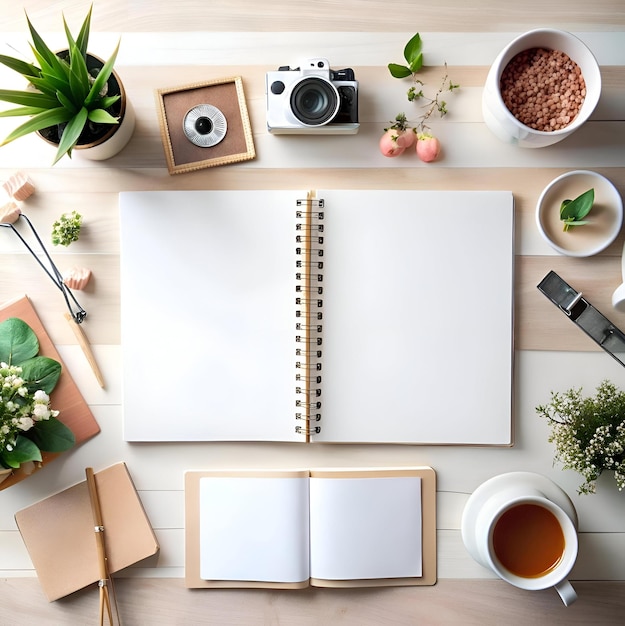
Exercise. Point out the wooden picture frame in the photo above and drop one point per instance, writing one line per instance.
(226, 94)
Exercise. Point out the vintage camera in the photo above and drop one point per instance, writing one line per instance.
(312, 99)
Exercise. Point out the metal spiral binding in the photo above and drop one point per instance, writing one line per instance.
(309, 251)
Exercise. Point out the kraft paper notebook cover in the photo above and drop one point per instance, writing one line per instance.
(352, 316)
(59, 532)
(348, 527)
(66, 397)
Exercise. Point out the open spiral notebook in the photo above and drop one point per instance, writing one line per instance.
(330, 316)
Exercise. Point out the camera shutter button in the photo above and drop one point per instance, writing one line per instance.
(277, 87)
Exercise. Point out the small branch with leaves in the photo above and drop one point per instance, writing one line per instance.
(427, 146)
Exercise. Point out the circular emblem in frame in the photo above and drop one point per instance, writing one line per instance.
(205, 125)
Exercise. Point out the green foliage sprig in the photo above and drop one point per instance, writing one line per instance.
(589, 433)
(63, 92)
(573, 212)
(27, 423)
(66, 229)
(413, 55)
__________________________________________________
▶ _GOAL OF THE EXERCISE_
Beginning at the line that contains "Exercise. Point out the small", retype each line of the listing up to and including the last one, exactly as it stands, and nothing else.

▶ _WRITTEN RESPONSE_
Exercise. Point out the small branch with leaves in the photo above and drop one point per instance, writing one line per instance.
(427, 146)
Exercise. Point out the circular emblem in frame in the photo above and drop one point per instance, writing one line per instance.
(205, 125)
Exercise. Point out the green foliage sprig in the photo above and drop one point per instance, writing one line per instance.
(589, 433)
(63, 92)
(573, 212)
(27, 423)
(66, 229)
(413, 55)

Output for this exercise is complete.